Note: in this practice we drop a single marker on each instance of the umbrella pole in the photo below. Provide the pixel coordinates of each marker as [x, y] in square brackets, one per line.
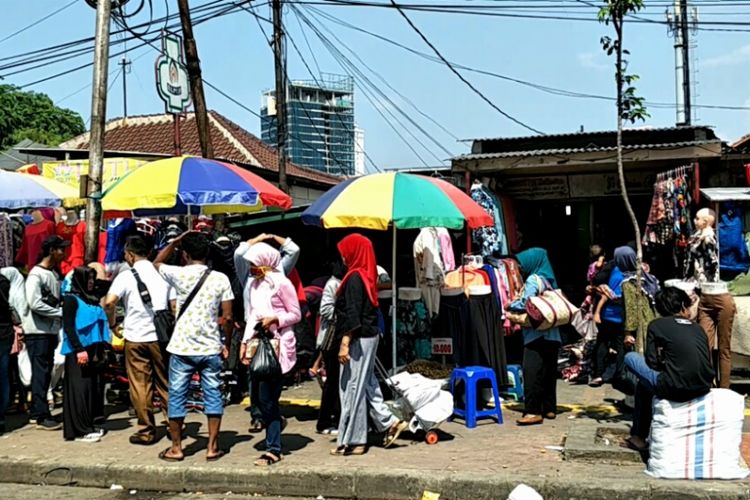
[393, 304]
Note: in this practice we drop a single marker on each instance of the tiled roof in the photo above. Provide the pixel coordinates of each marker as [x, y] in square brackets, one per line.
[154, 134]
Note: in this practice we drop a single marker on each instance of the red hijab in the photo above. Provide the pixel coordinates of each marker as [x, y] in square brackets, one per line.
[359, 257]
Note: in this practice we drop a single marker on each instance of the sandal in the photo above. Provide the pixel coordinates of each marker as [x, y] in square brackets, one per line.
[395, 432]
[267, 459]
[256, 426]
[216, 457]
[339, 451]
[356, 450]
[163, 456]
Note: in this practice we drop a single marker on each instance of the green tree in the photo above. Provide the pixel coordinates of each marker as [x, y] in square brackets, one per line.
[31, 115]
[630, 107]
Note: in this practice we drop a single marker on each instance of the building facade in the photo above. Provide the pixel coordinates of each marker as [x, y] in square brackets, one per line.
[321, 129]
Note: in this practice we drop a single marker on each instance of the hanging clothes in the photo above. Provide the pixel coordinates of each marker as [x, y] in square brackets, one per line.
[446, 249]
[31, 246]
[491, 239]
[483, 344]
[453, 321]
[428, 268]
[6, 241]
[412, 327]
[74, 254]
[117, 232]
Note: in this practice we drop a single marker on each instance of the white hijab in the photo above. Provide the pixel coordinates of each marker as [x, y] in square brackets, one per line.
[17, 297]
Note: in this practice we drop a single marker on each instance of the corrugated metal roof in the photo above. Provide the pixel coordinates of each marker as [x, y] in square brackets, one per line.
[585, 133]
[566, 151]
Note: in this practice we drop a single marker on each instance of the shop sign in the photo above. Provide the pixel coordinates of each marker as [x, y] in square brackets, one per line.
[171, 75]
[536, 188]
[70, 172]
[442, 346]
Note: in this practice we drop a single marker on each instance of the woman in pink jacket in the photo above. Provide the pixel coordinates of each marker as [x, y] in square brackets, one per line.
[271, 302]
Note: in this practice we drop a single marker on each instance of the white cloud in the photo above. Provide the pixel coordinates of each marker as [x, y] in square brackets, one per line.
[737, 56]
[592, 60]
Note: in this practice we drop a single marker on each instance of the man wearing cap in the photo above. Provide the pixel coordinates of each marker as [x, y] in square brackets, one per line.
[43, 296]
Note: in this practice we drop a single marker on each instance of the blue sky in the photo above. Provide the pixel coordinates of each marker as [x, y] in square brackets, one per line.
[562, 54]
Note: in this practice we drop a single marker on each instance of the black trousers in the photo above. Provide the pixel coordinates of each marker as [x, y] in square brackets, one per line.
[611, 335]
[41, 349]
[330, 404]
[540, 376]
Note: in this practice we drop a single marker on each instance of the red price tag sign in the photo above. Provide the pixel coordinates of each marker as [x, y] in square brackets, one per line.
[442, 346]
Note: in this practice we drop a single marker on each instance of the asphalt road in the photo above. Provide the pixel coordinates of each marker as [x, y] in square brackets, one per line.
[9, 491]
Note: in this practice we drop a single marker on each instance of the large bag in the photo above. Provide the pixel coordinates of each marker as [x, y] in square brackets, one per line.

* * * * * * *

# WHAT NEEDS TO BE DONE
Lay out every one of the lines above as a Markdown table with the columns Row and Line text, numbering the rows in order and skipping blank lines. Omit the pictures.

# RESULT OF THIS TASK
| Row | Line text |
|---|---|
| 1 | Note: in this practice we drop a single marker on each instance of the umbrella pole in the photo below. Provide the pixel coordinates of each marker as [x, y] in square brackets, one per line. |
| 2 | [393, 304] |
| 3 | Note: in this practice we drop a single marker on each instance of the tiled roof in the photo above. Provide the pixel coordinates of each marker as [x, y] in square brackets, one per line. |
| 4 | [154, 134] |
| 5 | Note: in this practice we drop a single marker on each instance of the red hijab in the photo above. Provide the pixel coordinates of each marker as [x, y] in square brackets, one per line. |
| 6 | [359, 257] |
| 7 | Note: in this practice we drop a single marker on each instance of the sandal in the photo above. Provide the pixel coordinates of each marker as [x, y] in square brackets, one per line. |
| 8 | [395, 432] |
| 9 | [267, 459] |
| 10 | [256, 426] |
| 11 | [216, 457] |
| 12 | [339, 451] |
| 13 | [356, 450] |
| 14 | [163, 456] |
| 15 | Note: in this practice we drop a single marker on each instance of the green tree in the photo above. Provide the pixel coordinates of each marker as [x, y] in square brackets, one per line. |
| 16 | [31, 115] |
| 17 | [630, 107] |
| 18 | Note: in this practice we drop a single marker on each instance of the building facade in the photo above. Provide the pixel coordinates of each marker as [x, y] in square brackets, one per line. |
| 19 | [321, 129] |
| 20 | Note: in this practice we drop a single marker on each instance of the hanging clothes in the photo above. Provide the pixel coordinates of each marker as [x, y] in square brackets, one per line. |
| 21 | [446, 249] |
| 22 | [31, 246] |
| 23 | [491, 239] |
| 24 | [483, 344] |
| 25 | [453, 321] |
| 26 | [428, 268] |
| 27 | [6, 241] |
| 28 | [412, 327] |
| 29 | [74, 254] |
| 30 | [117, 232] |
| 31 | Note: in this practice we drop a single marker on each instance of the white hijab in the photo above. Provide the pixel coordinates of each marker as [x, y] in square brackets, one per line. |
| 32 | [17, 297] |
| 33 | Note: in this practice we drop a single marker on each instance of the corrugated metal roof in the photo above. Provide the pixel coordinates of each marker as [x, y] in square brackets, one per line. |
| 34 | [585, 133] |
| 35 | [566, 151] |
| 36 | Note: in this practice we drop a single marker on each instance of the shop sign in the photo above. Provide the pixel coordinates of each marker as [x, y] in square brackets, one per line. |
| 37 | [171, 75] |
| 38 | [536, 188] |
| 39 | [70, 172] |
| 40 | [442, 346] |
| 41 | Note: in this practice we drop a single marker on each instance of the woman in pink jacket in the photo above. Provide the pixel coordinates of each marker as [x, y] in square brackets, one per line. |
| 42 | [271, 302] |
| 43 | Note: in this practice we drop a single marker on each instance of the white cloud in the photo above. Provide the pixel coordinates of each marker as [x, y] in square brackets, one per line. |
| 44 | [737, 56] |
| 45 | [592, 60] |
| 46 | Note: in this practice we drop a single marker on each instance of the man wearing cap in the photo above. Provide the pixel coordinates of each marker as [x, y] in square brackets, one per line. |
| 47 | [43, 296] |
| 48 | Note: in this practice we drop a single marker on each instance of the blue sky in the photo above. Provide the pixel coordinates of each marker as [x, y] in square brackets, one per line. |
| 49 | [562, 54] |
| 50 | Note: in this practice we drop a single marker on each instance of the black trousers in the photo above. Provide the pixel coordinates of each marker as [x, y] in square brackets, one per line. |
| 51 | [611, 335] |
| 52 | [41, 349] |
| 53 | [330, 404] |
| 54 | [540, 376] |
| 55 | Note: in this practice we drop a single marker on each instance of the red price tag sign in the photo above. Provide the pixel coordinates of each marker as [x, y] in square brackets, one per line. |
| 56 | [442, 346] |
| 57 | Note: in this practice we drop a single marker on each instance of the asphalt road in the photo above. Provide the pixel coordinates of each marker as [x, y] in square brackets, one per line. |
| 58 | [9, 491] |
| 59 | Note: in this practice we drop a single marker on each instance of the large bag in the photo above. Provide the pixel coordinates of each marker as [x, y] in square brackets, one per line. |